> **Things to do**:
1. In the article on complementary medicines for arthritis, list every medicine named in the sentence that begins "The medicines investigated for RA include".
2. Carry on the article on complementary medicines for arthritis, starting after its last sentence.

> **Reading text**:
Most complementary medicines for the treatment of rheumatoid arthritis (RA) are ineffective, according to an evidence-based report.
The report, launched by the Arthritis Research Campaign (arc), found “considerable variations” in the level of scientific data to support the effectiveness of complementary and alternative medicines on the market – of which evidence from randomised controlled trials was available for only 40.
The report says the available data shows that nearly two-thirds of compounds used for RA (the most common inflammatory arthritis) have “no or little effect”, while the effectiveness of glucosamine, a supplement popular with people with osteoarthritis (OA) is again called into question.
Effectiveness is measured by improvements in pain, movement or general wellbeing.
The medicines investigated for RA include homeopathy, blackcurrant seed oil, collagen, eazmov herbal preparation, flaxseed oil, green-lipped mussels, Chinese herb tong luo kai bi and willow bark.
By contrast, fish body oil scored five out of five for people with RA, reducing joint pain and stiffness.
Safety considerations were also raised, as a quarter of the compounds were given an “amber” classification, indicating important side-effects had been reported, and a “red” safety classification was issued against thunder god vine for RA.
Professor Gary Macfarlane, who led the research, said it was important that people with arthritis had some guidance on the complementary medicines available.

> **Information supplied**:

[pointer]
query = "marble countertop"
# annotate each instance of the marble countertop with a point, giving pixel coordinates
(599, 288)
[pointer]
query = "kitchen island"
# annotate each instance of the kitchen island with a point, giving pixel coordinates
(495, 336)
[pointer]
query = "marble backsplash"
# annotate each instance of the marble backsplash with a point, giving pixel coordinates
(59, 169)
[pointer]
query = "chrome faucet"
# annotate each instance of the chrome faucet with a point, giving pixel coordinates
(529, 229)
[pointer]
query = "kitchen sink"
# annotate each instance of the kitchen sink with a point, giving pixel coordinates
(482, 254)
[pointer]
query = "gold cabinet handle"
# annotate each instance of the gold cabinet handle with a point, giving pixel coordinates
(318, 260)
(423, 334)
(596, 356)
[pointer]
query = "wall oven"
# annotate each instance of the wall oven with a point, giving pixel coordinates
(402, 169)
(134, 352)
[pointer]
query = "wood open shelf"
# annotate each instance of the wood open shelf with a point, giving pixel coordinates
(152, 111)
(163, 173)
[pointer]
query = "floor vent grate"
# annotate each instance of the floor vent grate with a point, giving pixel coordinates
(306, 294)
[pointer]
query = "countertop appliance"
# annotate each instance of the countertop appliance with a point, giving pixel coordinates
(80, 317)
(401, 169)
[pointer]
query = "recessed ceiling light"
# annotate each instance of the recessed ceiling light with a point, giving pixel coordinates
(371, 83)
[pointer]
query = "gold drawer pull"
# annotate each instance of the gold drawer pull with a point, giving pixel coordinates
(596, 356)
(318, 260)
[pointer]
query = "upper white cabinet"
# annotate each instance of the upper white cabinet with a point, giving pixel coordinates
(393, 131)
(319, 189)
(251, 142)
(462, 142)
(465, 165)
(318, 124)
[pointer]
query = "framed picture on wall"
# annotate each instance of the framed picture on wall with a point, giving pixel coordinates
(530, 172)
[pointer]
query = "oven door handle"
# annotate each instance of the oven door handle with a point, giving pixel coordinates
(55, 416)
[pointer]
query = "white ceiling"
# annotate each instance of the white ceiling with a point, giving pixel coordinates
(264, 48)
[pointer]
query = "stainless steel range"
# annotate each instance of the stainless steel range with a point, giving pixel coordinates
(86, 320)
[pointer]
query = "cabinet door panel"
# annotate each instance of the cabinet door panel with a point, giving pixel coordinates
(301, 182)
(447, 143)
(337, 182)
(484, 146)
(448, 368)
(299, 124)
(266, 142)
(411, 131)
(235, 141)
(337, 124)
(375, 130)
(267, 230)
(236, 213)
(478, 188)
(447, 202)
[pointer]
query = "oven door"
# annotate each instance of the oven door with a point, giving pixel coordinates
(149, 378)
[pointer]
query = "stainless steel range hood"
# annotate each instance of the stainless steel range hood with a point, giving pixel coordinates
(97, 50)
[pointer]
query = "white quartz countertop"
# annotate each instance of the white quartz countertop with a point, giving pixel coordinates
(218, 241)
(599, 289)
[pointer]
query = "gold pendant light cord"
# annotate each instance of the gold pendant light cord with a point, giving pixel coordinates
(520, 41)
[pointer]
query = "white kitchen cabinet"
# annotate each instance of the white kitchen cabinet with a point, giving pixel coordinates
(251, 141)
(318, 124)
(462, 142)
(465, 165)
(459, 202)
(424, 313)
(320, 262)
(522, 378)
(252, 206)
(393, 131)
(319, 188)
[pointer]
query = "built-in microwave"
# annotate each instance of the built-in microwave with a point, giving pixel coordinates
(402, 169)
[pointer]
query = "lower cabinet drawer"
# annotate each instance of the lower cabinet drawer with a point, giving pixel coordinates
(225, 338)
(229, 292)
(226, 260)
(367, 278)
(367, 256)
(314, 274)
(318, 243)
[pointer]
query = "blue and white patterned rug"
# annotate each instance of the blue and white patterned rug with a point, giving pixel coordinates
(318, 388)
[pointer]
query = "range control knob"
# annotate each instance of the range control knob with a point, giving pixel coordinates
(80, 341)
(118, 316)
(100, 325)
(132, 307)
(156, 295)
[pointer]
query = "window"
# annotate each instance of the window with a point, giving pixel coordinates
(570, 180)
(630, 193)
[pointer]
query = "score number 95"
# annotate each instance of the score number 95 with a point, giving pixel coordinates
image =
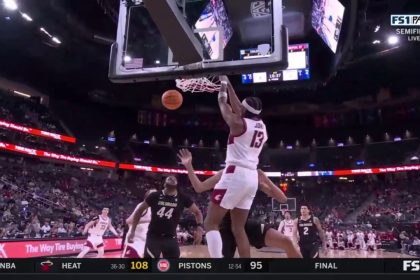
(256, 266)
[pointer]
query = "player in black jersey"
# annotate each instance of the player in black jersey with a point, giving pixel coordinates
(259, 235)
(310, 233)
(166, 208)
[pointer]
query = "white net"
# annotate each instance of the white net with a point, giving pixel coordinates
(203, 84)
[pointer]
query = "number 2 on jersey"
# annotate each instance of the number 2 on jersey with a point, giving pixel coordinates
(257, 139)
(162, 213)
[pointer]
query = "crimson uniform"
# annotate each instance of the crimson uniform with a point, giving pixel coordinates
(136, 249)
(96, 233)
(239, 182)
(287, 226)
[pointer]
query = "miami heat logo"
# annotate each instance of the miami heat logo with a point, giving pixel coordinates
(3, 251)
(260, 9)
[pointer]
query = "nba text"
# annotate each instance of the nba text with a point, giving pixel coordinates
(7, 265)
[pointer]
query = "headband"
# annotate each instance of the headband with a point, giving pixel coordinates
(250, 109)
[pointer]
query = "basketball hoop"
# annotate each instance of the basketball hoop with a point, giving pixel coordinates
(203, 84)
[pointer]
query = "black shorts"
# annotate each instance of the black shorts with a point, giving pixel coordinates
(167, 246)
(309, 250)
(254, 230)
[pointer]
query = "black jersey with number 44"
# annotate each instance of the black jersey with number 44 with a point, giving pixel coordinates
(308, 232)
(166, 213)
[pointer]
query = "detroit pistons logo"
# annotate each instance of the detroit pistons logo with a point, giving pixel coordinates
(163, 265)
(260, 9)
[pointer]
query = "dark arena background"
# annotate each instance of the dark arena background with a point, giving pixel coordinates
(106, 105)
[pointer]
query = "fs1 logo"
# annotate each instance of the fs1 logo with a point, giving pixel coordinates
(405, 20)
(411, 265)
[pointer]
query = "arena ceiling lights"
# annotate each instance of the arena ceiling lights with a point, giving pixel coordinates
(12, 5)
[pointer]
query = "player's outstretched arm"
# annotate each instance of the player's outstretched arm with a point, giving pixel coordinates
(112, 229)
(295, 231)
(198, 235)
(321, 233)
(269, 188)
(88, 226)
(233, 98)
(136, 219)
(234, 121)
(186, 159)
(281, 226)
(130, 219)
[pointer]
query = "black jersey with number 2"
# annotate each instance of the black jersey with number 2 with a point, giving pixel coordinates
(308, 232)
(166, 212)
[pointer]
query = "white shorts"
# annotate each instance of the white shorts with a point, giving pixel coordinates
(94, 242)
(236, 188)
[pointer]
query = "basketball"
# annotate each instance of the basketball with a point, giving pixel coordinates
(172, 99)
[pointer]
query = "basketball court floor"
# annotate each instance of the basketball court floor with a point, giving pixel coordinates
(201, 252)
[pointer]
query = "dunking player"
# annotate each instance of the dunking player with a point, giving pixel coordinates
(96, 229)
(236, 189)
(310, 231)
(166, 208)
(329, 239)
(136, 249)
(259, 235)
(286, 226)
(371, 244)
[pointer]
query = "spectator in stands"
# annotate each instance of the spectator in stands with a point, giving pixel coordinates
(45, 229)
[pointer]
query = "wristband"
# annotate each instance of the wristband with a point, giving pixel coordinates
(222, 95)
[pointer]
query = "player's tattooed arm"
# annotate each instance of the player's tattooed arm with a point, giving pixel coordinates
(112, 229)
(234, 121)
(233, 98)
(198, 234)
(88, 226)
(186, 159)
(281, 226)
(136, 218)
(295, 231)
(321, 232)
(269, 188)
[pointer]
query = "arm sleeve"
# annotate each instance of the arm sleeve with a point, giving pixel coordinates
(151, 198)
(187, 201)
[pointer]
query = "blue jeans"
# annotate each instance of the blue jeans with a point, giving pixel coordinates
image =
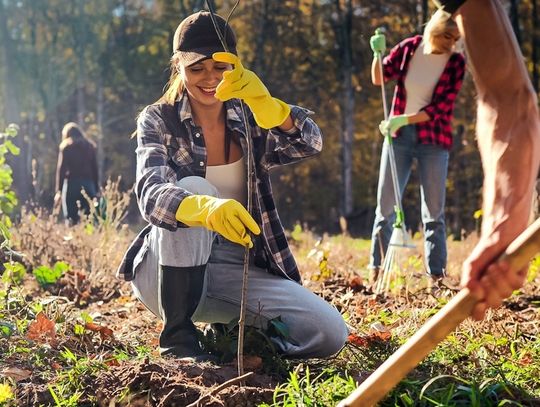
(433, 167)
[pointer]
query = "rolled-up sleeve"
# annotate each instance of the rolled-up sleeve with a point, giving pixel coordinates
(285, 148)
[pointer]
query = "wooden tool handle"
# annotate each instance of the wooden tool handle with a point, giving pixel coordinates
(402, 361)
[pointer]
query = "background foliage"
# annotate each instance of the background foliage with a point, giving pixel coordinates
(100, 62)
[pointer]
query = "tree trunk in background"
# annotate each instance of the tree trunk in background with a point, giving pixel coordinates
(11, 107)
(99, 122)
(514, 18)
(21, 176)
(264, 22)
(342, 25)
(534, 45)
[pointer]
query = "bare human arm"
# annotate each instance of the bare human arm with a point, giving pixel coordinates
(508, 132)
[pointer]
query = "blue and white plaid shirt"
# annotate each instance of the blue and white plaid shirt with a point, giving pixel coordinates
(165, 156)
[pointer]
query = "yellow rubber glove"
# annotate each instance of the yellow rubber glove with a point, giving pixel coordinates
(224, 216)
(244, 84)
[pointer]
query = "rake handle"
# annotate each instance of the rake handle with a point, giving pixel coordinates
(402, 361)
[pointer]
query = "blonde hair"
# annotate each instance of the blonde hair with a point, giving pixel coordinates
(439, 23)
(175, 85)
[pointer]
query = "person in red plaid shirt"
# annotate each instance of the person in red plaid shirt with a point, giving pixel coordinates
(508, 132)
(428, 74)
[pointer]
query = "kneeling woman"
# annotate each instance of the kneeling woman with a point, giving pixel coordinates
(191, 187)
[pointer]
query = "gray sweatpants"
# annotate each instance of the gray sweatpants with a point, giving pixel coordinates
(316, 328)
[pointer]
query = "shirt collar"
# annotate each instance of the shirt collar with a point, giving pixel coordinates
(233, 108)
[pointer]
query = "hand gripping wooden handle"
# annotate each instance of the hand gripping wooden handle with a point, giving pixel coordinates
(403, 360)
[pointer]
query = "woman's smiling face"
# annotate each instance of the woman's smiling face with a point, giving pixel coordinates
(201, 79)
(444, 43)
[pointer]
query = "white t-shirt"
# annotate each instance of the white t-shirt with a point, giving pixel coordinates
(230, 180)
(422, 77)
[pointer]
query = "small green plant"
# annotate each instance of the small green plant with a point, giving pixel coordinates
(325, 389)
(46, 275)
(6, 393)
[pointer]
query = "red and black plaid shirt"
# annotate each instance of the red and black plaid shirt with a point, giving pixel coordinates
(438, 130)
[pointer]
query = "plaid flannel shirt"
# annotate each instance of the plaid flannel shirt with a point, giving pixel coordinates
(163, 158)
(438, 130)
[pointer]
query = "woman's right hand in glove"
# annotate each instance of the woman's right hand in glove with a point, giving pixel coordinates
(225, 216)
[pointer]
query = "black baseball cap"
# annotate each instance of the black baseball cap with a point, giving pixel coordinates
(196, 39)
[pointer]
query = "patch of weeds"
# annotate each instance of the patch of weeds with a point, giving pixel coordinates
(68, 387)
(325, 389)
(221, 340)
(46, 275)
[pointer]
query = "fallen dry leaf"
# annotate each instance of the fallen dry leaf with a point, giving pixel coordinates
(356, 282)
(42, 330)
(104, 332)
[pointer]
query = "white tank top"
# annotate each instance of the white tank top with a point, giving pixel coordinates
(422, 77)
(230, 180)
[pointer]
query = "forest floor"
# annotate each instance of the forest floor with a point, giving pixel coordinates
(85, 340)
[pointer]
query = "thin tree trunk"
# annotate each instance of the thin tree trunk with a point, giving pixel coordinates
(343, 28)
(99, 120)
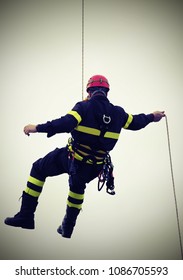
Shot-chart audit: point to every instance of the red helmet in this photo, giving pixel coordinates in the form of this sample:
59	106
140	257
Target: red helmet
97	81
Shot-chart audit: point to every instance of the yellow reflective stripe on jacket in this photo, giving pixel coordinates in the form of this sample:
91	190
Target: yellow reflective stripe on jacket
32	192
76	195
96	132
88	130
76	116
112	135
36	181
129	120
70	204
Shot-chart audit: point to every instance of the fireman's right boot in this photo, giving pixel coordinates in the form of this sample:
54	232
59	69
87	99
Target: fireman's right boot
25	217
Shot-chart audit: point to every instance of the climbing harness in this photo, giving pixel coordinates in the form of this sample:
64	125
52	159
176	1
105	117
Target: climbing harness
173	185
106	176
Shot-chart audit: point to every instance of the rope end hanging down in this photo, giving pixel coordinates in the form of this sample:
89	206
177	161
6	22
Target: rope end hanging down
173	185
82	46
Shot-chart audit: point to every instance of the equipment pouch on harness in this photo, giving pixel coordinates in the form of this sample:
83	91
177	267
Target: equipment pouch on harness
106	176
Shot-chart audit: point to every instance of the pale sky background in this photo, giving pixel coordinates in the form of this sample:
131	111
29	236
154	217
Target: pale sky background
138	46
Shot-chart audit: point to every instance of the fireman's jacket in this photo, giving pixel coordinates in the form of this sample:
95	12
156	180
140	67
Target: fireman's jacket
95	124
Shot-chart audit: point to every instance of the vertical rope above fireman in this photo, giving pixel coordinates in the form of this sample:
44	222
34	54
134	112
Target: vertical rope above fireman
173	185
82	47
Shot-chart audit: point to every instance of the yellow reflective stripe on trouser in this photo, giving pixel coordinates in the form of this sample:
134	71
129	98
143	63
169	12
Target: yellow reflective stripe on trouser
76	195
75	115
89	161
129	120
112	135
70	204
32	192
36	181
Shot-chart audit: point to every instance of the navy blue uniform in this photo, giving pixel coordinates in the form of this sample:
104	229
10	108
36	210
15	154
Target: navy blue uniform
95	126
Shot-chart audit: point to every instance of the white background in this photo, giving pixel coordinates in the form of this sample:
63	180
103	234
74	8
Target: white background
137	45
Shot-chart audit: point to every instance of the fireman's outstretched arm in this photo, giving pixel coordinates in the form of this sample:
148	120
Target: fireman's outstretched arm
136	122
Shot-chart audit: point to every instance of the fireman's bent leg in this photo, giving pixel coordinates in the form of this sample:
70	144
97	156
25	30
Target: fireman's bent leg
74	206
51	165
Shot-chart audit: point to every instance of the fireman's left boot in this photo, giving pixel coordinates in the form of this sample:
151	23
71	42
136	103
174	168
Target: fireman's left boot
25	217
68	223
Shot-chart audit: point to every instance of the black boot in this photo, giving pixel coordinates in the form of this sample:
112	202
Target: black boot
68	222
24	218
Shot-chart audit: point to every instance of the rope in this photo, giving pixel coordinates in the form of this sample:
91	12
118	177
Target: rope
82	51
173	184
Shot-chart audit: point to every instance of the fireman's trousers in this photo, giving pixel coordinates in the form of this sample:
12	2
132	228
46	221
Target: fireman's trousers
56	163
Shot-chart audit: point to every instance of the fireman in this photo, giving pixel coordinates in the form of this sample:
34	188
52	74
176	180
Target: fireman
95	125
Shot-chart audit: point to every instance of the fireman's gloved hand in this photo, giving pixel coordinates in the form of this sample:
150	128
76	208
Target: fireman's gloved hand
158	115
30	128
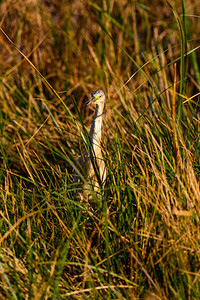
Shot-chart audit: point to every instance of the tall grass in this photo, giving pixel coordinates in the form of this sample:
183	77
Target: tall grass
141	237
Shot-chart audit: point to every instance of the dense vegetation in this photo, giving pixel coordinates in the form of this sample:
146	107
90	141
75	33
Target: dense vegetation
143	235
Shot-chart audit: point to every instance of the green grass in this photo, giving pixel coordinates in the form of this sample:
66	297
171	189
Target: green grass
142	235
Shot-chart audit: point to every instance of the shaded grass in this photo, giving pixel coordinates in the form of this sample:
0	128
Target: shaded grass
143	234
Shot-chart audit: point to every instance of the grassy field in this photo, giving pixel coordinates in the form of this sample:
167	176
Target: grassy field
142	236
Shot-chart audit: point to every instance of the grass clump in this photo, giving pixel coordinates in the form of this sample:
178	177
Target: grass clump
142	236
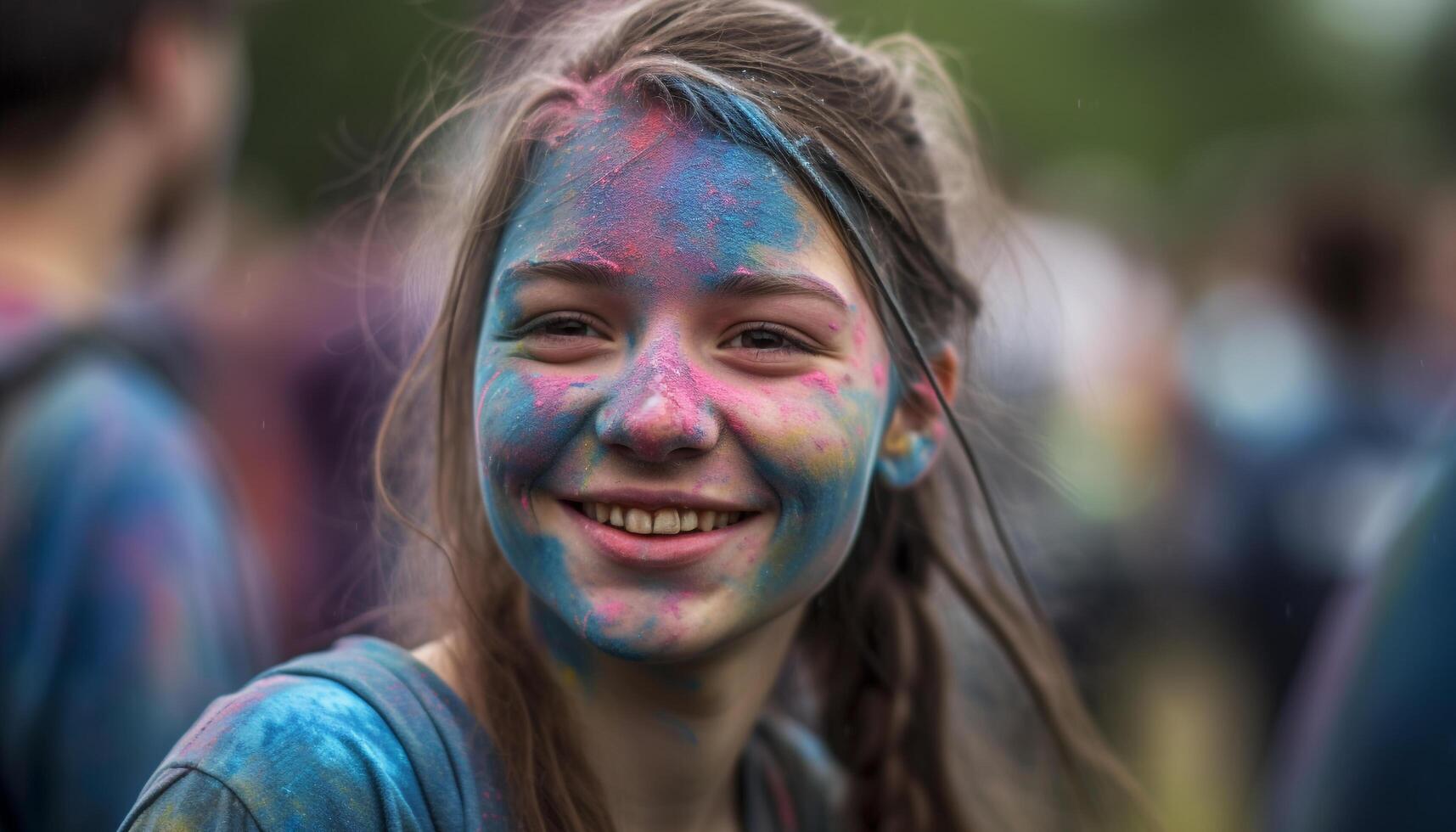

> **Answer list**:
1. homeopathy, blackcurrant seed oil, collagen, eazmov herbal preparation, flaxseed oil, green-lipped mussels, Chinese herb tong luo kai bi, willow bark

2.
“While over 60% of people with arthritis or other aches and pains use some form of complementary and alternative medicine – and find different things work for them – it is useful to also have the scientific evidence available and just as important to know how safe we think they are to use,” he said.
In the UK, 46% of people use complementary medicine at some point in their lives for a wide range of conditions, spending over £450m a year on products and treatment outside conventional therapy.
The arc report, the first of its kind dedicated to arthritis, has been produced to help people make up their minds about products for which claims have been made but in many cases are unsubstantiated by hard evidence.
Professor Alan Silman, arc’s medical director, said: “Complementary medicines are widely used by people with arthritis as they seek to avoid taking potentially harmful drugs, preferring natural products.
“However, ‘natural’ does not mean they are either safe – or effective. Many people spend hundreds of pounds on these products and they need to know that there is a strong chance of benefit.”